TEXT EXCERPT START

In conclusion, the successful implementation of the Agent to Agent concept on the Spritz platform marks a significant achievement in enabling seamless communication among agents. Through the initiation of tasks with specific instructions for one agent, Spritz efficiently orchestrates a collaborative effort among different agents, adapting to various scenarios such as the generation of PDF files and speeches in multiple languages. Notably, the system's ability to interpret and execute tasks based on instructions demonstrates its versatility and potential for widespread applications.

TEXT EXCERPT END
PROVIDED DATA START

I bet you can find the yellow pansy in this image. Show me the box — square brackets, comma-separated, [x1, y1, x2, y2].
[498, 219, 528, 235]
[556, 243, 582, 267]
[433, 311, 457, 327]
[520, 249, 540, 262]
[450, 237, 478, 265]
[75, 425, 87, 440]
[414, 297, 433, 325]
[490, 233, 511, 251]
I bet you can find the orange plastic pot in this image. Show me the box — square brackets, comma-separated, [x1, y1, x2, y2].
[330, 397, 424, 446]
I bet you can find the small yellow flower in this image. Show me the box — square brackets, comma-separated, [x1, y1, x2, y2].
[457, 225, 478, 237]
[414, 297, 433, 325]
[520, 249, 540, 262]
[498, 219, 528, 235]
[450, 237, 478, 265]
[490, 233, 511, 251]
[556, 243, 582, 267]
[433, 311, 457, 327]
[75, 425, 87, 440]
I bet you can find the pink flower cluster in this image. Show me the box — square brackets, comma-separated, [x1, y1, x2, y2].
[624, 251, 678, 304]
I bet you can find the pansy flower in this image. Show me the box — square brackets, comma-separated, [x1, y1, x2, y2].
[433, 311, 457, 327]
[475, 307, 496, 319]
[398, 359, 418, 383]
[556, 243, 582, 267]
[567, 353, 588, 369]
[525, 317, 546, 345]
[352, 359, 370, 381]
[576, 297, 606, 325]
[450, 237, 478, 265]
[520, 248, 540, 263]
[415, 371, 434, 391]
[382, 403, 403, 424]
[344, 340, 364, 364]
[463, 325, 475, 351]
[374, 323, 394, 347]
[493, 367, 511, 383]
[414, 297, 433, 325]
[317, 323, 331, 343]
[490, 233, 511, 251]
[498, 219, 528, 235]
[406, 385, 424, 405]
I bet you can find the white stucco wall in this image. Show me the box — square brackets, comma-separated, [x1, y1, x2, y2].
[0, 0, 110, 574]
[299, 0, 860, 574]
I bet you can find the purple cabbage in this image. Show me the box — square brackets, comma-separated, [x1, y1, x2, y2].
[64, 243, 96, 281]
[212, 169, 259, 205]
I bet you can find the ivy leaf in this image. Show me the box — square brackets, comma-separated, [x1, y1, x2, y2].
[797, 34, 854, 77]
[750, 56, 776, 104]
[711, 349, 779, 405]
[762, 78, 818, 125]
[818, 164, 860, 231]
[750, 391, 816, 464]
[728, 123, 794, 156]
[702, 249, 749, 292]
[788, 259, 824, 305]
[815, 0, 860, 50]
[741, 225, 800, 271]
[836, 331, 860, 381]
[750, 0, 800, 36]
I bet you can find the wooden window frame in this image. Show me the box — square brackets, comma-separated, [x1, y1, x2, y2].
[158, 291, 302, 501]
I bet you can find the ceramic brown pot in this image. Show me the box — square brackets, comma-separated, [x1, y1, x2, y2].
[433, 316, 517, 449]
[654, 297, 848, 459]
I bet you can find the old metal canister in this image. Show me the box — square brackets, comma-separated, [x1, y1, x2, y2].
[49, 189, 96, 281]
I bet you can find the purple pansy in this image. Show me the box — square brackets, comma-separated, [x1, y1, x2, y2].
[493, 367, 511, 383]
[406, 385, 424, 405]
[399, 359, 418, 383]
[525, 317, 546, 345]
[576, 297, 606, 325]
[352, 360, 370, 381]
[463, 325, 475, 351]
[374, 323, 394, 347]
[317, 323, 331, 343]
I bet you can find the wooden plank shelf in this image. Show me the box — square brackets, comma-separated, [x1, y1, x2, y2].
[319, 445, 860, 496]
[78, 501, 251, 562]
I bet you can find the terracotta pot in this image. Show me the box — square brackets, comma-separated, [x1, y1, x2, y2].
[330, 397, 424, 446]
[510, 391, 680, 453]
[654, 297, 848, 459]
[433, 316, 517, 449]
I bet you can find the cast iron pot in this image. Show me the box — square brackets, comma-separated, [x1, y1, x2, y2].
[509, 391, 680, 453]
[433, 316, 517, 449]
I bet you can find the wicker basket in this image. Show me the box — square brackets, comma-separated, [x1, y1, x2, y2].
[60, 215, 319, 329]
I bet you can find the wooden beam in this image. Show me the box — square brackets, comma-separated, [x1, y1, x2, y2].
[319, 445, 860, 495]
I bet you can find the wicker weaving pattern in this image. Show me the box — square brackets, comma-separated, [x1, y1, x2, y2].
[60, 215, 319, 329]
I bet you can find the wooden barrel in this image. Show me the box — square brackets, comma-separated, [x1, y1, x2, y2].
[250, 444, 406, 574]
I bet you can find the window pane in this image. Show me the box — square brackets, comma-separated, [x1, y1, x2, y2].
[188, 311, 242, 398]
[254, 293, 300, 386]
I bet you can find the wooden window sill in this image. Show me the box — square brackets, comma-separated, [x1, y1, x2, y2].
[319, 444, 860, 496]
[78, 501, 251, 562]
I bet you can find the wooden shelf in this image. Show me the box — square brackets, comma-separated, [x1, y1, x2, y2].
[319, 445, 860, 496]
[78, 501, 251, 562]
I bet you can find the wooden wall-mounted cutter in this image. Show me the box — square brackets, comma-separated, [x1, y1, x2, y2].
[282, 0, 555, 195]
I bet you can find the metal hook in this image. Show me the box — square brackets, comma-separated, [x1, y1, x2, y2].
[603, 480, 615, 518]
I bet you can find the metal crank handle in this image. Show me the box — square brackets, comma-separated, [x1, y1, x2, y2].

PROVIDED DATA END
PROVIDED DATA START

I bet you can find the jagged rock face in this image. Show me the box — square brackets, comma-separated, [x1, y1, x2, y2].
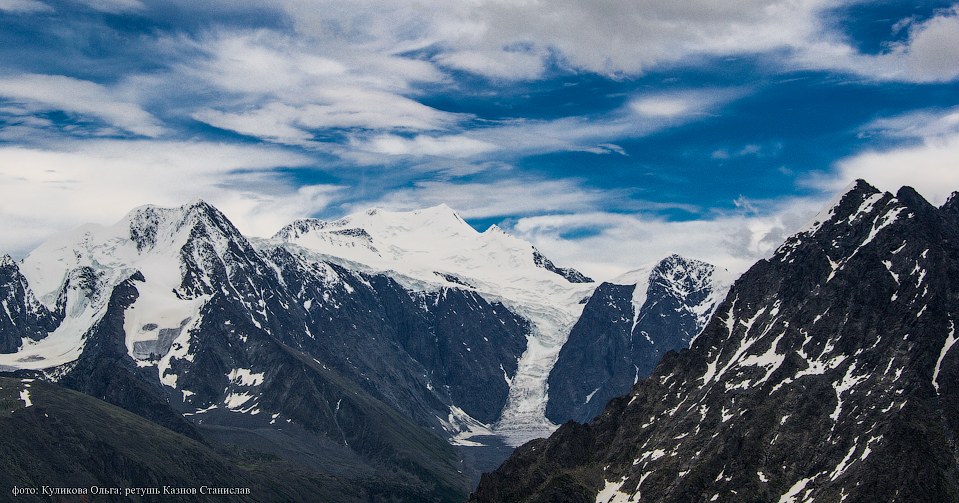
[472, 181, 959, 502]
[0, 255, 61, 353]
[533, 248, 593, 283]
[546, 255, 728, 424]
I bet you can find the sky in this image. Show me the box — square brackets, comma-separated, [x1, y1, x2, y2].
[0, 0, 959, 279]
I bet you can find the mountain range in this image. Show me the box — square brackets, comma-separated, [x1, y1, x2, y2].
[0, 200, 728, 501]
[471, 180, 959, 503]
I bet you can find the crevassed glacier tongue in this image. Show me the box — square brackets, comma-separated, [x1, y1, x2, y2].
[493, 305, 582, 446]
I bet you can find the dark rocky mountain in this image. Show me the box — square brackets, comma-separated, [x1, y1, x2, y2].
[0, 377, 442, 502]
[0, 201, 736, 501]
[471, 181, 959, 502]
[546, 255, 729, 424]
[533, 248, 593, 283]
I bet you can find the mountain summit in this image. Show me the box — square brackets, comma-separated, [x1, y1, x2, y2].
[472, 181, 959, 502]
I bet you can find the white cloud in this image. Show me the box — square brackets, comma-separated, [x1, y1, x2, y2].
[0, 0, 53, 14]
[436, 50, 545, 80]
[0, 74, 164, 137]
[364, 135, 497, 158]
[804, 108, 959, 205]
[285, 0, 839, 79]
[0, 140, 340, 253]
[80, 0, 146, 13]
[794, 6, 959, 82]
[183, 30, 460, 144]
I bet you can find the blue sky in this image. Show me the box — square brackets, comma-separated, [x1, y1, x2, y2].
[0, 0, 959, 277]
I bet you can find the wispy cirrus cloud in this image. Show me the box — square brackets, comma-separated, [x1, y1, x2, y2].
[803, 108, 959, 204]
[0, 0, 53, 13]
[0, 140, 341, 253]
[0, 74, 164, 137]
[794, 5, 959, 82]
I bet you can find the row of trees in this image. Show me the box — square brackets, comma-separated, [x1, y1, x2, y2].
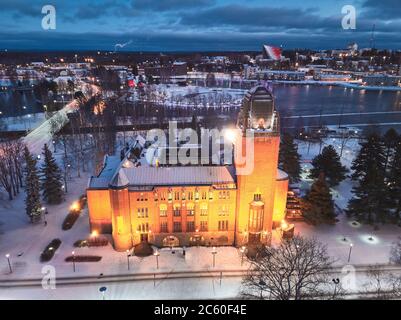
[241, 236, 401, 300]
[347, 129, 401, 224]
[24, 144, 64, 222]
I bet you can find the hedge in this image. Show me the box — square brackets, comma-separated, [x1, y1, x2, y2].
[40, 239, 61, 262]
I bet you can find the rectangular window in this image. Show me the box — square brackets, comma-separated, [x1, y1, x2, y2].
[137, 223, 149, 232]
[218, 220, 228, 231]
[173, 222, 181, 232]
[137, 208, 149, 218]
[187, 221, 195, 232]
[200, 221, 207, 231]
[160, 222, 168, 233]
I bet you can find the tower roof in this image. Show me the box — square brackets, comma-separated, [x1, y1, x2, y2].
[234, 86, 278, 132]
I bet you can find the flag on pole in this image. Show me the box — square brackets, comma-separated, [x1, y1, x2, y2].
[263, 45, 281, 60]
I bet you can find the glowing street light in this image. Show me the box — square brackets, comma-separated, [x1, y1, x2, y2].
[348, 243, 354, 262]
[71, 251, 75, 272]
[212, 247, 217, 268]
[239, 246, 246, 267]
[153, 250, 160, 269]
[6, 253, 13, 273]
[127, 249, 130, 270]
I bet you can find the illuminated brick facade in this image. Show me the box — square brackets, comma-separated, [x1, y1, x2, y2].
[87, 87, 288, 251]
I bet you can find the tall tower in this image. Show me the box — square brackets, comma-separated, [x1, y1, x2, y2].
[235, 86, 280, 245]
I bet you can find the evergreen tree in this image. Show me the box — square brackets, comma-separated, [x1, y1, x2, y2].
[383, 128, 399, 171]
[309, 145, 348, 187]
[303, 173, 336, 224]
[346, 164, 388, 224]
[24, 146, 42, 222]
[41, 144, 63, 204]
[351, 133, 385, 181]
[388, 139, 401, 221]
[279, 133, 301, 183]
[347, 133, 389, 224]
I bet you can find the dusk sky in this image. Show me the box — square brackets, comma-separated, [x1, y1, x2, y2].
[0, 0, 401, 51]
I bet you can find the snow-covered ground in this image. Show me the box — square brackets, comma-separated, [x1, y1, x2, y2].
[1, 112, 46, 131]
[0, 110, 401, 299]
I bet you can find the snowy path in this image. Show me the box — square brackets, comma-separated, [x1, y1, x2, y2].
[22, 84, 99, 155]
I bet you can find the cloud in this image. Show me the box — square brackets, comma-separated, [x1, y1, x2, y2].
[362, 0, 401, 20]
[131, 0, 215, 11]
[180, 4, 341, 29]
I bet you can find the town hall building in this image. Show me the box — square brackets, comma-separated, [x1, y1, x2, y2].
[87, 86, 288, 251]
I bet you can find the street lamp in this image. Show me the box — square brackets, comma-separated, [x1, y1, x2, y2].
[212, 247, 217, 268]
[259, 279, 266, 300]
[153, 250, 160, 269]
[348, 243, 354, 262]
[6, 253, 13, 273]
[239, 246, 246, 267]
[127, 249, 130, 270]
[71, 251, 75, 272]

PROVIDED DATA END
PROVIDED DATA START

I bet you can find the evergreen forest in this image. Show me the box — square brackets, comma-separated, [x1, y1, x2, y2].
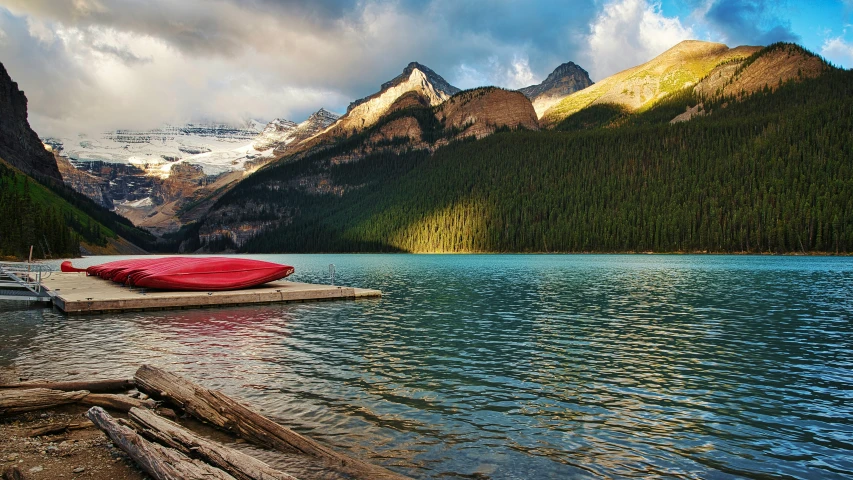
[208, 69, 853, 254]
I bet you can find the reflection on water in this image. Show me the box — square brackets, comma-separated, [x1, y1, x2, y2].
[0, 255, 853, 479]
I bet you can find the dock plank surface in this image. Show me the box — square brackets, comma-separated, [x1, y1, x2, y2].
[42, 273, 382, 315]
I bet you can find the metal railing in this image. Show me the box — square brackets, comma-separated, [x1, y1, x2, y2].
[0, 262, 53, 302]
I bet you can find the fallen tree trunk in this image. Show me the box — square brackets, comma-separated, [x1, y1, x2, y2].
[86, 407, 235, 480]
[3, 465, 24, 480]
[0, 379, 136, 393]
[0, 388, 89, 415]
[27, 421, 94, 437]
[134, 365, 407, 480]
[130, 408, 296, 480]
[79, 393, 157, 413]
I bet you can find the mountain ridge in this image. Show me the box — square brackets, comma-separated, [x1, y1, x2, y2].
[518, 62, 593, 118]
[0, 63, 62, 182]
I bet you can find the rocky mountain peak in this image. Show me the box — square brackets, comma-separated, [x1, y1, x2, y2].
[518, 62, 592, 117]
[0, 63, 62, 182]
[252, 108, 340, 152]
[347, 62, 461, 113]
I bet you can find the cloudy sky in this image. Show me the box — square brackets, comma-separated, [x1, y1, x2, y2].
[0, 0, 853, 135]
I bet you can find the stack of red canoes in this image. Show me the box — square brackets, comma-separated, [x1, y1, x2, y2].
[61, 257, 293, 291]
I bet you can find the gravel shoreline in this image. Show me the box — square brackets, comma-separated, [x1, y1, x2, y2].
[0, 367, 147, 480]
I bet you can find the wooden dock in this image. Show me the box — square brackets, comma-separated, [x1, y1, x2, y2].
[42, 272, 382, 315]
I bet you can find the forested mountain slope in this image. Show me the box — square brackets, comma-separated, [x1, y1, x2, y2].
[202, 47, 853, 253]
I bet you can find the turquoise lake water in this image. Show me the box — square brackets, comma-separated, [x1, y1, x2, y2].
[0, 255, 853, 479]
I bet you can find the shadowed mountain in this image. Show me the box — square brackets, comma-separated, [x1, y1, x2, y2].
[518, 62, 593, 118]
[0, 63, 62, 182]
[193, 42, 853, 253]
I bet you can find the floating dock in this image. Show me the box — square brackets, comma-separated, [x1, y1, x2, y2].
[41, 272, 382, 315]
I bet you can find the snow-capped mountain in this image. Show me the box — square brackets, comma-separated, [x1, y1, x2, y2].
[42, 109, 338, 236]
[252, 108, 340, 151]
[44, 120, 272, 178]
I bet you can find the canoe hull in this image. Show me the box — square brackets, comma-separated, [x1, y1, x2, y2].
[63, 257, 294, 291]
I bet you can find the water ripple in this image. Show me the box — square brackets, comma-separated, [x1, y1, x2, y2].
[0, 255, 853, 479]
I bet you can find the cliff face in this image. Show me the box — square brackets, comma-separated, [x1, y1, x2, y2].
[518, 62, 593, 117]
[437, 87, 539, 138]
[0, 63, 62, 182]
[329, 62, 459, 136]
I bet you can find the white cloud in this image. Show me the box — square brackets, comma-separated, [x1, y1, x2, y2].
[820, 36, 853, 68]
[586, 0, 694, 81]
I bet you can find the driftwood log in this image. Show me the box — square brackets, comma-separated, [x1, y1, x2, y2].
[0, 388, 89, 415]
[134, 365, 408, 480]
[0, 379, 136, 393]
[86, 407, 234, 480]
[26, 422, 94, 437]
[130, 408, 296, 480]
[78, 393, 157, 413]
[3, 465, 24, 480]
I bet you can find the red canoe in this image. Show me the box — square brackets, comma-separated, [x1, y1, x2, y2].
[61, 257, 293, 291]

PROVIDED DATA END

→ ASSIGNED TASK A
Decide whether each statement below agrees with the paragraph on the Agent to Agent concept on the Spritz platform. Answer yes or no for each, and quote the deciding words of the paragraph exactly. (i) Spritz coordinates a collaborative effort among different agents. (ii) The scenarios the paragraph mentions are limited to output in a single language. (iii) The system interprets and carries out tasks based on instructions.
→ ASSIGNED TASK B
Summarize the paragraph on the Agent to Agent concept on the Spritz platform in two sentences.
→ ASSIGNED TASK C
Extend the paragraph on the Agent to Agent concept on the Spritz platform, picking up after its final sentence.

→ WRITTEN ANSWER A
(i) Yes: "Spritz efficiently orchestrates a collaborative effort among different agents"
(ii) No: "the generation of PDF files and speeches in multiple languages"
(iii) Yes: "the system's ability to interpret and execute tasks based on instructions"

→ WRITTEN ANSWER B
The Agent to Agent concept has been implemented on the Spritz platform, enabling seamless communication among agents. When a task is initiated with specific instructions for one agent, Spritz orchestrates a collaborative effort among different agents and adapts to scenarios such as generating PDF files and speeches in multiple languages, which shows the system's versatility and potential for widespread applications.

→ WRITTEN ANSWER C
Future Work

Looking ahead, the evolution of this platform holds promising prospects, particularly in the realm of autonomous decision-making by agents. By equipping decision-maker agents with a comprehensive understanding of the Agent to Agent structure, we aim to empower them to independently trigger and coordinate various agents to fulfill complex tasks. For instance, a user could interact with the system by simply typing a command in a text box, such as "generate me a GMI briefing speech in ‘this’ language" The decision-maker agent would interpret this input, initiate the relevant agents, and seamlessly orchestrate the generation of the requested output. This user-friendly approach simplifies the interaction process, making it accessible to a broader audience. Moreover, this model can be extended to voice-controlled assistants, where users can articulate their requests verbally, and the system, by converting speech to text, can execute tasks in a similar manner, enhancing the overall user experience. The envisioned future work aims to bring about a more intuitive and efficient interaction paradigm, demonstrating the platform's adaptability to diverse user preferences and requirements.